■ PROBLEM 1: Quote the passage of the comment on totalitarian regimes from "One point of" up to and including "in the 1940s).".

■ TEXT BLOCK:
** begin **

I’ve been interested in this area for some time (though my focus is somewhat different) and I’m really glad more people are working on this.
In the article, Stephen puts the probability that a totalitarian regime will control the world indefinitely at about 1 in 30,000. My probability on a totalitarian regime controlling a non-trivial fraction of humanity’s future is considerably higher (though I haven’t thought much about this).
One point of disagreement may be the following. Stephen writes:
There’s also the fact that the rise of a stable totalitarian superpower would be bad for everyone else in the world. That means that most other countries are strongly incentivized to work against this problem.
This is not clear to me. Stephen most likely understands the relevant topics way more than myself but I worry that autocratic regimes often seem to cooperate. This has happened historically—e.g., Nazi Germany, fascist Italy, and Imperial Japan—and also seems to be happening today. My sense is that Russia, China, Venezuela, Iran, and North Korea seem to have formed some type of loose alliance, at least to some extent (see also Anne Applebaum’s Autocracy Inc.). Perhaps, this doesn’t apply to strictly totalitarian regimes (though it did so for Germany, Italy and Japan in the 1940s).
Autocratic regimes control a non-trivial fraction (like 20-25%?) of World GDP. A naive extrapolation could thus suggest that some type of coalition of autocratic regimes will control 20-25% of humanity’s future (assuming these regimes won’t reform themselves).

** end **

■ MATERIAL:

** begin **

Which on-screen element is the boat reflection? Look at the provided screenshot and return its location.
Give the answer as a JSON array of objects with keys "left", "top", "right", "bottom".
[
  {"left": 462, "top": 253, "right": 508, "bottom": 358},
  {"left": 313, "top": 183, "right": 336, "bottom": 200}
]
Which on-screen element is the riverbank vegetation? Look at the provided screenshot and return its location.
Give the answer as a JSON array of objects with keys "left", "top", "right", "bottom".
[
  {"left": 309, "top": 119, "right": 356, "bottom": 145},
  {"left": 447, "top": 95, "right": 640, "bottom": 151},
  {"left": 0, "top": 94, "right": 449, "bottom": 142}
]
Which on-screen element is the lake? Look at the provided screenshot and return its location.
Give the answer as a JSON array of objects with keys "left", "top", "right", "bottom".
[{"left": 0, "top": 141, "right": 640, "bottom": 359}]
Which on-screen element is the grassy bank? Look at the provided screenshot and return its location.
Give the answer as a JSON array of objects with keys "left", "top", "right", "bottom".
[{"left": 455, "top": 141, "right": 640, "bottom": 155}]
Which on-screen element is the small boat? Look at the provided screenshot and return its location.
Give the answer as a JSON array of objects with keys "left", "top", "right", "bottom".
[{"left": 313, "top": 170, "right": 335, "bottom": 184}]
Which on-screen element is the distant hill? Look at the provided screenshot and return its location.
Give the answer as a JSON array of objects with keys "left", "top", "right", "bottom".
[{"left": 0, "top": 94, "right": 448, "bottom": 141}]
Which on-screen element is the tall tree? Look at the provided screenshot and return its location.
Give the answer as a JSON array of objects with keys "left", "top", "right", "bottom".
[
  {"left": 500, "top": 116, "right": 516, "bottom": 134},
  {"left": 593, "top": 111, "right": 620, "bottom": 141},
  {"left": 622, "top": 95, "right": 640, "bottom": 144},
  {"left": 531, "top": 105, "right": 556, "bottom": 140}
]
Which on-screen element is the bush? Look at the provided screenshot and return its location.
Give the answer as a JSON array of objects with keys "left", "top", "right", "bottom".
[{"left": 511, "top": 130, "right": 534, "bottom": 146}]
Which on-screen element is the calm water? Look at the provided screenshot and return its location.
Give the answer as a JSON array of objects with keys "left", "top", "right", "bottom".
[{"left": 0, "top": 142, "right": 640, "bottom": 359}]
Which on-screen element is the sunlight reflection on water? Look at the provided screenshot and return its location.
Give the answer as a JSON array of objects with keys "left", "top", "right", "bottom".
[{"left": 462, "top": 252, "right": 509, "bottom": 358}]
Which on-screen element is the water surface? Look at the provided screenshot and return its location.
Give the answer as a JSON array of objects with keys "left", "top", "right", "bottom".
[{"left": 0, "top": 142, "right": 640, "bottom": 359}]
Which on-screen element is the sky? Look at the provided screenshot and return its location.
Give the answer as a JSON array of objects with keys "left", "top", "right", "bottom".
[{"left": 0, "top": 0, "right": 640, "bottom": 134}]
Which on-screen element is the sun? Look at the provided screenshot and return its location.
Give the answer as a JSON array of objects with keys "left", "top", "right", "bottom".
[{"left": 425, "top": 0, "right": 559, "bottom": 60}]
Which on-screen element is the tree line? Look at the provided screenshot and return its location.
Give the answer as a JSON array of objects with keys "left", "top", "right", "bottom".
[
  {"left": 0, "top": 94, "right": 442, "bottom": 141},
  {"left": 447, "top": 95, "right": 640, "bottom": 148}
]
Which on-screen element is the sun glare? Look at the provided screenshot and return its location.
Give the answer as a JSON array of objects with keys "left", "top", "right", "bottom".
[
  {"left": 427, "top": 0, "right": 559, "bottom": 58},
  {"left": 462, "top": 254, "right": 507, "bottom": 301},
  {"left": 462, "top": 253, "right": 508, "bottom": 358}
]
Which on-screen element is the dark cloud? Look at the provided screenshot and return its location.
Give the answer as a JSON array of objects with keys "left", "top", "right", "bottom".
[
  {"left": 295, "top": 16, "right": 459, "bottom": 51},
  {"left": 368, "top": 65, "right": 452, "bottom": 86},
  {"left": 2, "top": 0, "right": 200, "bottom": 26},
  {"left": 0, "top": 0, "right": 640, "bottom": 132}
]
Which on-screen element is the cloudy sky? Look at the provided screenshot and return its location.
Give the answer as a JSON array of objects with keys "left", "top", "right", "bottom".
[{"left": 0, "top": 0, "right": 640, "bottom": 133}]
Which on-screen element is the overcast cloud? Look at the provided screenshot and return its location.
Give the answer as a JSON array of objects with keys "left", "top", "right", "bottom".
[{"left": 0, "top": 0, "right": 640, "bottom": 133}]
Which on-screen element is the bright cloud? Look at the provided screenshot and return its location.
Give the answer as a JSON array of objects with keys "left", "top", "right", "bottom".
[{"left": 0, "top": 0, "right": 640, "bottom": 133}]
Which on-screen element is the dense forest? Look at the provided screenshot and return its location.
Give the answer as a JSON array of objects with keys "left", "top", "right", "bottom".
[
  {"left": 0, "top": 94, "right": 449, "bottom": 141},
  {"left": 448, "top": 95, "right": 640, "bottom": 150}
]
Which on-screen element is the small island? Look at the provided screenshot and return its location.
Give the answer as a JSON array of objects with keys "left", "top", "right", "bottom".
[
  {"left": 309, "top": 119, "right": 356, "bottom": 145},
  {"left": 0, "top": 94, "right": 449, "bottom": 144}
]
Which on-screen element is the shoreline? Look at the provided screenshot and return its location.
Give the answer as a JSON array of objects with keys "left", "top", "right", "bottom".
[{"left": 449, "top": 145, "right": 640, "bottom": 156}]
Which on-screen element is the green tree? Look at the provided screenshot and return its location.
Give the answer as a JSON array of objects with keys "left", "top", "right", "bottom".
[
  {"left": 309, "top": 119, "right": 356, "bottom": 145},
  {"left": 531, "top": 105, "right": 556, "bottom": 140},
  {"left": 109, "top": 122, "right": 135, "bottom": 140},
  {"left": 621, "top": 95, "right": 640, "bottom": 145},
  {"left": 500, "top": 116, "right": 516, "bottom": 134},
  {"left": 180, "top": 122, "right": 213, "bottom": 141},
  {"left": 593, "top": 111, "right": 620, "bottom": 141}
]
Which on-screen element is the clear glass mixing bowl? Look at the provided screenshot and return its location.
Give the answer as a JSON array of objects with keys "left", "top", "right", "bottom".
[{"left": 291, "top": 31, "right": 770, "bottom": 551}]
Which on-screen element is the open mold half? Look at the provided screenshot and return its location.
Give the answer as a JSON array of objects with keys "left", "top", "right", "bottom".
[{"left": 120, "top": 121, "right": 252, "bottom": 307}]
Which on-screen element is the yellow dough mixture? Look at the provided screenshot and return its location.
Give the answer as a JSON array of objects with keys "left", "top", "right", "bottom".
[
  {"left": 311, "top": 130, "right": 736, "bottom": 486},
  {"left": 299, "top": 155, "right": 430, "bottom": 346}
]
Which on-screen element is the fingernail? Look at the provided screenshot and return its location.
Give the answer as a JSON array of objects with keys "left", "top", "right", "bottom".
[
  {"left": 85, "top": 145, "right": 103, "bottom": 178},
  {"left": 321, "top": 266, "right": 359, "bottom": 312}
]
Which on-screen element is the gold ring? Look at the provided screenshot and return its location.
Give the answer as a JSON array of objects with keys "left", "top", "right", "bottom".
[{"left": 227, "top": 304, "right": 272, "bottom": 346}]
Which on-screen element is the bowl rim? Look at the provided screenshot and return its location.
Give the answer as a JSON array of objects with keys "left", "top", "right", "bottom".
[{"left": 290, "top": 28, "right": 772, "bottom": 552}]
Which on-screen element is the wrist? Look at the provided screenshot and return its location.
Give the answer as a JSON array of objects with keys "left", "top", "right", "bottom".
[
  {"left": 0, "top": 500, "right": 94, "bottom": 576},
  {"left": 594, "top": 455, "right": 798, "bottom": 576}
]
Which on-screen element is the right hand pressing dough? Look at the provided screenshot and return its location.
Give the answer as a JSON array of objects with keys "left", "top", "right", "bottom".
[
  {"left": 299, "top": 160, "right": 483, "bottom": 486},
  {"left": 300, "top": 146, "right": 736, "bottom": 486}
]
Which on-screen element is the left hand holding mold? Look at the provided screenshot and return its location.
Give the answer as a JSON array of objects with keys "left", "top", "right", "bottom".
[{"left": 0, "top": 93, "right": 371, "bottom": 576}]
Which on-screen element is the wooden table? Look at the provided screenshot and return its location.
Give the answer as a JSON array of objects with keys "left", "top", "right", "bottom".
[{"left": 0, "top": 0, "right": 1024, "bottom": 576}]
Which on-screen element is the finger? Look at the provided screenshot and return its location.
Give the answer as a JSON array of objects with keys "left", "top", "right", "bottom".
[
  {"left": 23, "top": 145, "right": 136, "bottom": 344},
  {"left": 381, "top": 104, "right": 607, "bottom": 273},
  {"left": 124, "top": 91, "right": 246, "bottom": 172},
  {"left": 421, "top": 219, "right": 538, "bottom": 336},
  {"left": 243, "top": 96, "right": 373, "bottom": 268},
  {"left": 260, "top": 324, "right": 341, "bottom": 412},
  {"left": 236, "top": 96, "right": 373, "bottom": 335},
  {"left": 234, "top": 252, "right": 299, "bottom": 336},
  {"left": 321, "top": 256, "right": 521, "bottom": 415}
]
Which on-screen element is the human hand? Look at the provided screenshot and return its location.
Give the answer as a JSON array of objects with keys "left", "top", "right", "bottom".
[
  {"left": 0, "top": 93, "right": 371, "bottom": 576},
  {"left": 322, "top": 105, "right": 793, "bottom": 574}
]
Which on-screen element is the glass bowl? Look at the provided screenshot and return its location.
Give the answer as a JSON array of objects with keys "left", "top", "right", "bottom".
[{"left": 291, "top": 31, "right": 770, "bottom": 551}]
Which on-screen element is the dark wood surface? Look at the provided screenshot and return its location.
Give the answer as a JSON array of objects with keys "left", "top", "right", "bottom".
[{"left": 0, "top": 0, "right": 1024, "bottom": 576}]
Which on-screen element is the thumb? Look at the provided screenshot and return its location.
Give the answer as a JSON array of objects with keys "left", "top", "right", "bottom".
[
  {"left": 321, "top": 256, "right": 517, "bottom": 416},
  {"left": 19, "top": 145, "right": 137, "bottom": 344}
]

** end **

■ PROBLEM 2: List every line in the entries above that contains the string "small", copying each line unchanged.

■ WORKED ANSWER 1:
One point of disagreement may be the following. Stephen writes:
There’s also the fact that the rise of a stable totalitarian superpower would be bad for everyone else in the world. That means that most other countries are strongly incentivized to work against this problem.
This is not clear to me. Stephen most likely understands the relevant topics way more than myself but I worry that autocratic regimes often seem to cooperate. This has happened historically—e.g., Nazi Germany, fascist Italy, and Imperial Japan—and also seems to be happening today. My sense is that Russia, China, Venezuela, Iran, and North Korea seem to have formed some type of loose alliance, at least to some extent (see also Anne Applebaum’s Autocracy Inc.). Perhaps, this doesn’t apply to strictly totalitarian regimes (though it did so for Germany, Italy and Japan in the 1940s).

■ WORKED ANSWER 2:
Which on-screen element is the small boat? Look at the provided screenshot and return its location.
Which on-screen element is the small island? Look at the provided screenshot and return its location.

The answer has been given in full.